§ What the exercise asks
Only one stretch of the material below is wanted: everything from the line containing "box: [179, 96, 211, 160]" down to the line containing "positive clicks: (243, 233)", both ends included. Repeat it exactly and skip the pictures.

§ Input for this task
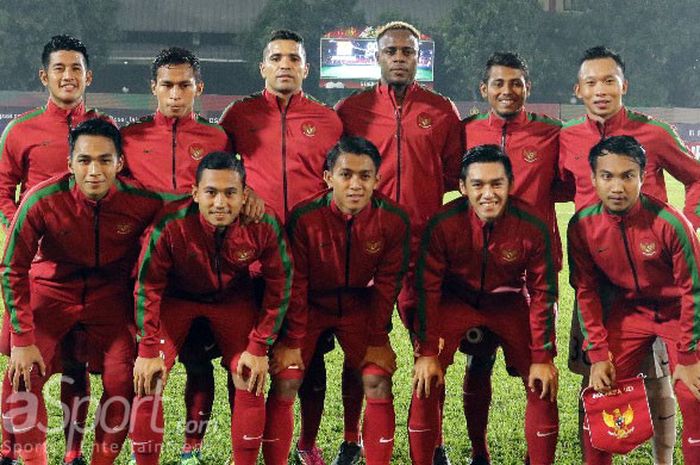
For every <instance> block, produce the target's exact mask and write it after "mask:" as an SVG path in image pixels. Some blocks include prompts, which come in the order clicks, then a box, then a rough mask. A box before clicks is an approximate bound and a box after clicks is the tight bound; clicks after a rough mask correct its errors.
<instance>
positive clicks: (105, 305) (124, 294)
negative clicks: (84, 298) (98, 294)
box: [31, 289, 136, 373]
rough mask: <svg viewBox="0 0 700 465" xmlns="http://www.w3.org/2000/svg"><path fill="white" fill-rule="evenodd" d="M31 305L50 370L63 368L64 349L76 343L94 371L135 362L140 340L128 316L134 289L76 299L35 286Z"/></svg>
mask: <svg viewBox="0 0 700 465" xmlns="http://www.w3.org/2000/svg"><path fill="white" fill-rule="evenodd" d="M31 305H32V308H33V311H34V326H35V331H34V332H35V338H36V345H37V347H38V348H39V351H40V353H41V355H42V357H43V358H44V362H45V363H46V364H47V367H49V368H48V369H49V371H50V372H52V373H55V372H58V371H61V369H62V363H61V359H62V357H63V356H64V355H65V353H64V349H65V348H66V347H69V346H72V345H73V344H76V347H77V348H78V349H79V352H81V353H82V355H83V356H84V359H83V361H89V364H90V367H89V368H90V369H91V370H92V371H99V372H101V371H103V369H104V367H105V366H107V365H111V366H115V365H128V366H133V362H134V357H135V354H136V341H135V338H134V333H133V326H132V325H131V324H130V322H129V319H128V316H127V315H129V313H130V312H131V311H133V301H132V298H131V293H127V292H125V293H124V295H123V296H113V297H112V298H109V299H97V300H94V301H88V302H86V303H82V302H79V303H75V302H65V301H61V300H59V299H56V296H55V295H51V296H49V295H46V294H42V293H41V292H37V291H36V289H35V292H33V294H32V299H31ZM75 330H77V331H78V332H77V333H74V332H73V331H75ZM69 335H71V337H68V336H69ZM73 336H76V337H73ZM64 341H65V343H63V344H62V342H64ZM77 341H79V342H80V343H79V344H78V343H77ZM66 344H67V345H66ZM92 365H95V366H92Z"/></svg>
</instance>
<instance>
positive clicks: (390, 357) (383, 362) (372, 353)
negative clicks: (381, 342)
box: [360, 342, 396, 375]
mask: <svg viewBox="0 0 700 465" xmlns="http://www.w3.org/2000/svg"><path fill="white" fill-rule="evenodd" d="M370 363H373V364H375V365H377V366H378V367H379V368H381V369H382V370H384V371H386V372H387V373H389V374H390V375H391V374H394V372H395V371H396V353H395V352H394V349H392V348H391V343H389V342H387V343H386V344H384V345H383V346H367V351H366V352H365V358H363V359H362V362H361V363H360V367H361V368H362V367H364V366H365V365H369V364H370Z"/></svg>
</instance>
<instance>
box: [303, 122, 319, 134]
mask: <svg viewBox="0 0 700 465" xmlns="http://www.w3.org/2000/svg"><path fill="white" fill-rule="evenodd" d="M301 132H303V133H304V135H305V136H306V137H314V136H315V135H316V126H314V123H312V122H310V121H306V122H305V123H302V125H301Z"/></svg>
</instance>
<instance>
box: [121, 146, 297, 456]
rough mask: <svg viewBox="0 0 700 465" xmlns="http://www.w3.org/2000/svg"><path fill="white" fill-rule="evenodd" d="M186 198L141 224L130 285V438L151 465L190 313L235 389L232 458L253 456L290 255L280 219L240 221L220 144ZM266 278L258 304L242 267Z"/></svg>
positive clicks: (235, 167)
mask: <svg viewBox="0 0 700 465" xmlns="http://www.w3.org/2000/svg"><path fill="white" fill-rule="evenodd" d="M195 179H196V184H195V185H194V186H193V188H192V199H187V200H184V201H180V202H175V203H173V204H171V205H169V206H168V207H166V209H165V210H164V211H163V212H162V213H161V214H160V215H159V217H158V218H157V219H156V220H155V221H154V223H153V226H152V227H151V228H150V229H149V231H148V233H147V235H146V238H145V241H144V246H143V249H142V250H141V256H140V258H139V263H138V280H137V282H136V287H135V290H134V297H135V299H136V325H137V330H138V333H137V335H138V337H139V338H140V342H139V348H138V353H139V356H138V358H137V359H136V363H135V365H134V389H135V390H136V394H137V398H136V399H135V401H134V416H133V417H132V418H133V434H132V439H133V444H134V454H135V456H136V462H137V463H138V464H139V465H157V464H158V458H159V454H160V449H161V446H162V442H163V429H162V425H163V406H162V401H161V397H160V396H161V393H162V391H161V387H160V386H159V384H160V382H161V381H165V378H166V377H167V373H168V371H169V370H170V369H171V368H172V366H173V364H174V363H175V357H176V356H177V354H178V350H179V349H180V348H181V347H182V344H183V343H184V341H185V338H186V337H187V334H188V332H189V330H190V326H191V325H192V322H193V320H195V319H196V318H199V317H203V318H205V319H207V320H208V321H209V324H210V325H211V329H212V332H213V333H214V337H215V339H216V343H217V344H218V345H219V347H220V348H221V351H222V355H223V362H224V366H227V367H229V369H230V371H231V373H232V375H233V381H234V385H235V388H236V393H235V405H236V408H235V410H234V411H233V412H232V413H231V416H232V418H231V443H232V445H233V458H234V462H235V463H236V464H237V465H252V464H255V462H256V459H257V456H258V450H259V448H260V443H261V439H262V436H263V428H264V425H265V403H264V402H265V399H264V396H263V389H264V387H265V378H266V375H267V371H268V360H267V351H268V348H269V347H270V346H271V345H272V343H273V342H274V341H275V338H276V336H277V333H278V331H279V328H280V326H281V324H282V321H283V320H284V316H285V312H286V310H287V306H288V303H289V296H290V293H291V287H292V267H293V265H292V261H291V256H290V254H289V251H288V245H287V239H286V236H285V234H284V231H283V229H282V227H281V225H280V222H279V220H278V219H277V218H276V217H275V216H274V214H272V213H269V212H268V213H265V214H264V215H263V218H262V220H261V221H260V222H259V223H253V222H250V223H247V222H245V221H243V219H242V218H241V215H240V212H241V209H242V207H243V204H244V203H245V202H246V194H245V170H244V168H243V163H242V162H241V160H240V158H239V157H238V156H236V155H233V154H230V153H227V152H213V153H210V154H208V155H207V156H205V157H204V158H203V159H202V161H201V162H200V164H199V166H198V167H197V172H196V175H195ZM258 260H259V261H260V263H261V264H262V274H263V278H264V280H265V295H264V298H263V302H262V307H263V308H262V310H260V309H259V308H257V306H256V304H255V298H254V294H253V287H252V284H251V281H250V277H249V273H248V266H249V265H250V264H251V263H253V262H255V261H258Z"/></svg>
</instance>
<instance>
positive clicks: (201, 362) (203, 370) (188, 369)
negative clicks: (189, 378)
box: [182, 360, 214, 376]
mask: <svg viewBox="0 0 700 465" xmlns="http://www.w3.org/2000/svg"><path fill="white" fill-rule="evenodd" d="M182 364H183V366H184V367H185V373H187V376H213V374H214V365H212V363H211V360H198V361H196V362H195V361H186V362H182Z"/></svg>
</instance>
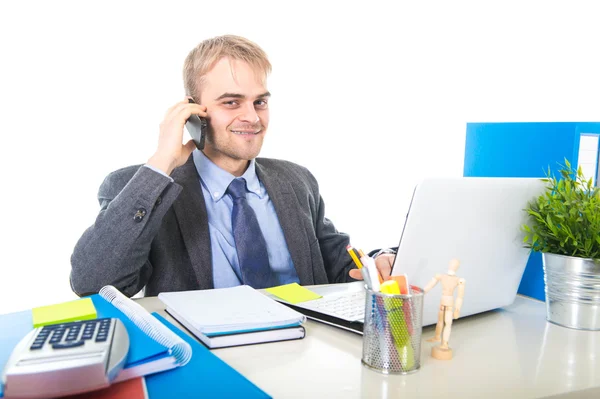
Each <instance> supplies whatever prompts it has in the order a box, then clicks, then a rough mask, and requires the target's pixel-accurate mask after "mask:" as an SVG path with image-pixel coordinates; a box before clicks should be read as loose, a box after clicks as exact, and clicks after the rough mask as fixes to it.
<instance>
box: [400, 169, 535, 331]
mask: <svg viewBox="0 0 600 399" xmlns="http://www.w3.org/2000/svg"><path fill="white" fill-rule="evenodd" d="M544 188H545V186H544V183H543V182H542V181H541V180H540V179H535V178H481V177H462V178H439V179H427V180H424V181H423V182H421V183H420V184H419V185H418V186H417V187H416V189H415V192H414V194H413V199H412V202H411V205H410V209H409V212H408V215H407V218H406V222H405V225H404V229H403V232H402V236H401V238H400V244H399V247H398V254H397V255H396V259H395V262H394V266H393V268H392V275H394V276H395V275H400V274H406V275H407V276H408V279H409V284H412V285H416V286H418V287H422V288H424V287H425V286H426V285H427V283H429V281H431V279H432V278H433V277H434V276H435V275H436V273H442V274H443V273H446V272H447V270H448V264H449V262H450V260H452V259H454V258H456V259H458V260H459V261H460V268H459V269H458V271H457V273H456V274H457V276H459V277H462V278H464V279H465V280H466V283H465V298H464V304H463V307H462V309H461V312H460V313H461V317H464V316H468V315H472V314H476V313H480V312H485V311H488V310H492V309H496V308H500V307H503V306H507V305H510V304H511V303H513V301H514V300H515V297H516V294H517V289H518V288H519V284H520V282H521V278H522V277H523V272H524V271H525V266H526V265H527V260H528V259H529V254H530V251H529V249H527V248H524V247H523V237H524V234H523V233H522V232H521V229H520V226H522V225H523V224H524V223H526V222H527V214H526V212H525V211H524V209H525V208H526V206H527V204H528V202H530V201H534V200H536V199H537V198H538V197H539V196H540V195H541V194H542V193H543V192H544ZM440 298H441V287H440V285H439V284H438V285H436V287H435V288H433V289H432V290H431V291H429V293H427V294H426V296H425V301H424V309H423V325H430V324H435V323H437V317H438V310H439V302H440Z"/></svg>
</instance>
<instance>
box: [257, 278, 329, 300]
mask: <svg viewBox="0 0 600 399" xmlns="http://www.w3.org/2000/svg"><path fill="white" fill-rule="evenodd" d="M266 291H267V292H269V293H271V294H273V295H275V296H276V297H278V298H281V299H283V300H284V301H287V302H289V303H291V304H294V303H300V302H306V301H310V300H313V299H318V298H321V295H319V294H316V293H314V292H312V291H311V290H309V289H307V288H304V287H302V286H301V285H298V283H292V284H286V285H280V286H278V287H272V288H267V289H266Z"/></svg>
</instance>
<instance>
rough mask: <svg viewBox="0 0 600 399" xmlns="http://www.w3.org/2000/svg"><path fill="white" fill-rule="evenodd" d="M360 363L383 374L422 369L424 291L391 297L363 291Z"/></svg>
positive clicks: (376, 293) (420, 288) (373, 291)
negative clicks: (422, 343)
mask: <svg viewBox="0 0 600 399" xmlns="http://www.w3.org/2000/svg"><path fill="white" fill-rule="evenodd" d="M365 296H366V303H365V321H364V327H363V353H362V360H361V361H362V363H363V364H364V365H365V366H367V367H369V368H371V369H374V370H376V371H379V372H381V373H384V374H396V373H399V374H407V373H411V372H414V371H417V370H418V369H419V367H420V366H421V332H422V330H423V322H422V320H423V290H422V289H421V288H419V287H416V286H410V293H409V295H390V294H384V293H381V292H375V291H373V290H370V289H368V288H366V295H365Z"/></svg>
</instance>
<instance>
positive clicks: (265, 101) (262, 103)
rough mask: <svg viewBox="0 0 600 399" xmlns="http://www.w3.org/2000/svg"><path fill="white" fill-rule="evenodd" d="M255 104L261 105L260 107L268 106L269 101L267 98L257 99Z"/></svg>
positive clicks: (260, 105) (259, 105)
mask: <svg viewBox="0 0 600 399" xmlns="http://www.w3.org/2000/svg"><path fill="white" fill-rule="evenodd" d="M254 104H255V105H256V106H257V107H259V108H266V107H267V101H266V100H257V101H256V102H255V103H254Z"/></svg>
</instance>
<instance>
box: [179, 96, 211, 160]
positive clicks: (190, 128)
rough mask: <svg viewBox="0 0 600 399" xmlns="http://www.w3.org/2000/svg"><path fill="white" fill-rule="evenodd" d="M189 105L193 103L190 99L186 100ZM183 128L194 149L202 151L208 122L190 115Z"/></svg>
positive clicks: (196, 115) (207, 129)
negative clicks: (193, 141) (185, 131)
mask: <svg viewBox="0 0 600 399" xmlns="http://www.w3.org/2000/svg"><path fill="white" fill-rule="evenodd" d="M188 101H189V102H190V103H193V104H195V103H194V100H192V99H191V98H190V99H188ZM185 127H186V128H187V130H188V132H189V133H190V136H191V137H192V140H194V144H196V148H198V149H199V150H202V149H204V141H205V140H206V132H207V131H208V122H207V121H206V119H205V118H201V117H199V116H198V115H192V116H190V117H189V118H188V120H187V121H185Z"/></svg>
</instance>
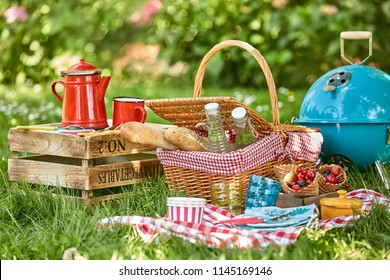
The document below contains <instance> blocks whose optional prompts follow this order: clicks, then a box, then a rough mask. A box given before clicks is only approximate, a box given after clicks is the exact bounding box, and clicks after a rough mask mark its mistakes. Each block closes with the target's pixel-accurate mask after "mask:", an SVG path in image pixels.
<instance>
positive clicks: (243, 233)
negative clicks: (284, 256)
mask: <svg viewBox="0 0 390 280" xmlns="http://www.w3.org/2000/svg"><path fill="white" fill-rule="evenodd" d="M346 197H353V198H356V199H360V200H362V201H363V209H362V210H364V211H370V209H371V206H372V205H373V204H382V205H385V207H387V209H389V210H390V200H389V199H388V198H386V197H385V196H383V195H382V194H380V193H377V192H374V191H372V190H365V189H360V190H356V191H352V192H350V193H348V194H347V195H346ZM232 217H233V216H232V215H231V214H230V213H229V212H227V211H225V210H222V209H219V208H217V207H215V206H213V205H211V204H207V205H206V207H205V211H204V223H203V224H196V223H187V222H173V221H170V220H169V219H167V218H166V217H164V218H152V217H142V216H116V217H111V218H105V219H103V220H101V221H100V222H99V224H98V227H99V228H100V227H102V226H107V225H108V226H110V227H111V228H112V229H114V225H125V226H133V227H134V228H136V229H137V231H138V233H139V235H140V237H141V238H142V239H143V240H144V241H145V242H148V241H151V240H152V239H153V238H155V237H156V236H161V237H167V238H169V237H170V236H177V237H180V238H182V239H184V240H187V241H189V242H192V243H197V244H204V245H208V246H211V247H217V248H241V249H246V248H265V247H267V246H269V245H271V244H276V245H278V246H283V245H288V244H292V243H294V242H295V241H296V240H297V238H298V236H299V234H300V233H301V232H302V230H303V229H304V228H305V227H304V226H296V227H294V226H292V227H288V228H285V229H282V230H278V231H273V232H263V231H261V229H258V230H245V229H241V228H229V227H228V226H226V225H222V224H219V223H218V221H220V220H225V219H229V218H232ZM357 218H358V216H342V217H338V218H334V219H331V220H320V225H321V227H322V228H323V229H325V230H328V229H331V228H335V227H341V226H345V225H349V224H352V223H353V221H354V220H356V219H357Z"/></svg>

§ Exercise solution
box: [179, 96, 211, 160]
positive clicks: (190, 128)
rough mask: <svg viewBox="0 0 600 399" xmlns="http://www.w3.org/2000/svg"><path fill="white" fill-rule="evenodd" d="M189 105L193 103L190 99L186 100ZM183 128L194 149L202 151L208 122L190 115Z"/></svg>
positive clicks: (196, 115) (207, 129)
negative clicks: (193, 141) (185, 131)
mask: <svg viewBox="0 0 600 399" xmlns="http://www.w3.org/2000/svg"><path fill="white" fill-rule="evenodd" d="M188 101H189V102H190V103H193V104H195V103H194V100H192V99H191V98H190V99H188ZM185 127H186V128H187V130H188V132H189V133H190V136H191V137H192V140H194V144H196V148H198V149H199V150H202V149H204V141H205V140H206V132H207V131H208V122H207V121H206V119H205V118H201V117H199V116H198V115H192V116H190V117H189V118H188V120H187V121H185Z"/></svg>
</instance>
The document below contains <instance> blocks whose optional prompts follow this order: clicks, then a box, then a rough mask. A box given before clicks is only approximate, a box given after clicks is the exact bounding box, and clicks after a rough mask mark its mistakes. Each block closes with the target's pixel-accurate mask after "mask:", an SVG path in image pixels.
<instance>
positive clicks: (243, 233)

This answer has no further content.